> **What is asked**
Could you write out all of the material below again, substituting "output" for every "stdout" and leaving everything else unchanged?

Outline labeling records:

* * *

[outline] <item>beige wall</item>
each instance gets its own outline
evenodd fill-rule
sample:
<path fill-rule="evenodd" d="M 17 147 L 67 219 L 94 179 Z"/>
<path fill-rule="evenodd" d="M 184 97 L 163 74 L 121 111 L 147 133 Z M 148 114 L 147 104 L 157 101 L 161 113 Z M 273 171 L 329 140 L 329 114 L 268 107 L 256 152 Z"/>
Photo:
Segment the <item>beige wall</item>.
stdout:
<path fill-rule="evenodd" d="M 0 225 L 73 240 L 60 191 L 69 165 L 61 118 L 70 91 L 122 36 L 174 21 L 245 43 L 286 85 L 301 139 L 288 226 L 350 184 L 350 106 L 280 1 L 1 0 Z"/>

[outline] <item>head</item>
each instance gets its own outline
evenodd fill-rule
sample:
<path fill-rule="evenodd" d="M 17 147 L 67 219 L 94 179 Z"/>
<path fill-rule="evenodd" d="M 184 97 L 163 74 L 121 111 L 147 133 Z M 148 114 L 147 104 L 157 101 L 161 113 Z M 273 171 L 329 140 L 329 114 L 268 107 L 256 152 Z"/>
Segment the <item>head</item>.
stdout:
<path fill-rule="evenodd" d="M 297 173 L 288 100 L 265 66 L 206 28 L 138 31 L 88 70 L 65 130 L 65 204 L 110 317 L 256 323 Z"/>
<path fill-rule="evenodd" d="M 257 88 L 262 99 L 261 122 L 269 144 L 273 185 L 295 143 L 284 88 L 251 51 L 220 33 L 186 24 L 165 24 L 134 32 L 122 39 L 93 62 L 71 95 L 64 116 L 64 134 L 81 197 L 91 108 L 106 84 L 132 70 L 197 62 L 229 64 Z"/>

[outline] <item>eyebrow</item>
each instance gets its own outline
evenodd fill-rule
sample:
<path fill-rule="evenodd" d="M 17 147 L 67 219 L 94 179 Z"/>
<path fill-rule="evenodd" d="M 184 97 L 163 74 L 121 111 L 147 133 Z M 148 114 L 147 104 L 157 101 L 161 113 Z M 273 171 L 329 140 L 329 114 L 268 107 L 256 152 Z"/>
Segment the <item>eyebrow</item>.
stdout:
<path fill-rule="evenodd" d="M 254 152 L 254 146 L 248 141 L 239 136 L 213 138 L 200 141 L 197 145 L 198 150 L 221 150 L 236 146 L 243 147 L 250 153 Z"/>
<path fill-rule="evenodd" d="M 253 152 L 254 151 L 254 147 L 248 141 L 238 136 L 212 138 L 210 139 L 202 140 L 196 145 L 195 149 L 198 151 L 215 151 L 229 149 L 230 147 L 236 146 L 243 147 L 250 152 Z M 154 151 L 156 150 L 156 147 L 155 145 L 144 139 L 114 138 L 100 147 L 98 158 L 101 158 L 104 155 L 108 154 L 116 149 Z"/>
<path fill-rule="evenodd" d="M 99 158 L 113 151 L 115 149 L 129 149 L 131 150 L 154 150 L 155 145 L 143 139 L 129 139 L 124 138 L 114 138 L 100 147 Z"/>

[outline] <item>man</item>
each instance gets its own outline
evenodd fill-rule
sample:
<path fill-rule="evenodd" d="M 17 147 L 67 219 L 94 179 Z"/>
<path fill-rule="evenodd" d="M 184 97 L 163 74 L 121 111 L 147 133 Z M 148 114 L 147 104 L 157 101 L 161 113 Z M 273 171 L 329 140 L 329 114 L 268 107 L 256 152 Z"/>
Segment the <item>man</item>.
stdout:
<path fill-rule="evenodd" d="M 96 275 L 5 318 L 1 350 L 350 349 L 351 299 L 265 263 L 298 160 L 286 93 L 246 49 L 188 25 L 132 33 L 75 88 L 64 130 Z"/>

* * *

> **Task response**
[outline] <item>beige wall</item>
each instance gets its own outline
evenodd fill-rule
sample:
<path fill-rule="evenodd" d="M 17 147 L 67 219 L 94 179 Z"/>
<path fill-rule="evenodd" d="M 184 97 L 163 74 L 121 111 L 147 133 Z M 148 114 L 147 104 L 157 101 L 161 113 Z M 273 171 L 329 140 L 329 114 L 268 107 L 256 152 Z"/>
Photo:
Segment the <item>beige wall</item>.
output:
<path fill-rule="evenodd" d="M 0 225 L 73 240 L 60 191 L 69 165 L 61 118 L 70 91 L 122 36 L 174 21 L 245 43 L 286 85 L 301 139 L 288 226 L 350 184 L 350 106 L 280 1 L 1 0 Z"/>

[outline] <item>head</item>
each instance gets its own outline
evenodd fill-rule
sample:
<path fill-rule="evenodd" d="M 17 147 L 67 219 L 94 179 Z"/>
<path fill-rule="evenodd" d="M 184 97 L 163 74 L 121 111 L 147 133 Z M 148 114 L 147 104 L 157 101 L 161 113 Z M 273 171 L 329 140 L 329 114 L 268 107 L 256 152 Z"/>
Segment the <item>head</item>.
output:
<path fill-rule="evenodd" d="M 297 173 L 288 100 L 265 66 L 206 28 L 138 31 L 88 70 L 65 130 L 65 204 L 110 317 L 256 323 Z"/>
<path fill-rule="evenodd" d="M 257 88 L 262 99 L 261 122 L 269 144 L 273 185 L 295 143 L 284 88 L 251 51 L 220 33 L 186 24 L 165 24 L 134 32 L 122 39 L 93 62 L 71 95 L 64 116 L 64 134 L 81 197 L 91 108 L 106 84 L 132 70 L 197 62 L 229 64 Z"/>

[outline] <item>eyebrow</item>
each instance gets its own outline
evenodd fill-rule
sample:
<path fill-rule="evenodd" d="M 17 147 L 67 219 L 94 179 Z"/>
<path fill-rule="evenodd" d="M 184 97 L 163 74 L 121 111 L 147 133 Z M 148 114 L 147 104 L 157 101 L 161 113 Z M 273 171 L 329 140 L 329 114 L 268 107 L 256 152 Z"/>
Segment the <item>eyebrow</item>.
output:
<path fill-rule="evenodd" d="M 254 152 L 254 146 L 248 141 L 239 136 L 213 138 L 200 141 L 197 145 L 198 150 L 221 150 L 236 146 L 243 147 L 250 153 Z"/>
<path fill-rule="evenodd" d="M 253 152 L 254 151 L 254 147 L 248 141 L 238 136 L 212 138 L 210 139 L 202 140 L 196 145 L 195 149 L 198 151 L 215 151 L 229 149 L 230 147 L 236 146 L 243 147 L 250 152 Z M 154 151 L 156 150 L 156 147 L 155 145 L 144 139 L 114 138 L 100 147 L 98 158 L 101 158 L 104 155 L 108 154 L 116 149 Z"/>
<path fill-rule="evenodd" d="M 99 158 L 113 151 L 115 149 L 129 149 L 131 150 L 154 150 L 155 145 L 143 139 L 129 139 L 124 138 L 114 138 L 100 147 Z"/>

[outline] <item>man</item>
each instance gets its own outline
evenodd fill-rule
sample:
<path fill-rule="evenodd" d="M 17 147 L 67 219 L 94 179 Z"/>
<path fill-rule="evenodd" d="M 184 97 L 163 74 L 121 111 L 147 133 Z M 148 114 L 147 104 L 157 101 L 161 113 Z M 273 171 L 329 140 L 329 114 L 268 107 L 256 152 Z"/>
Segment the <item>man</item>.
output:
<path fill-rule="evenodd" d="M 96 275 L 5 318 L 1 350 L 350 349 L 351 299 L 265 263 L 298 160 L 286 93 L 246 49 L 188 25 L 132 33 L 75 88 L 64 130 Z"/>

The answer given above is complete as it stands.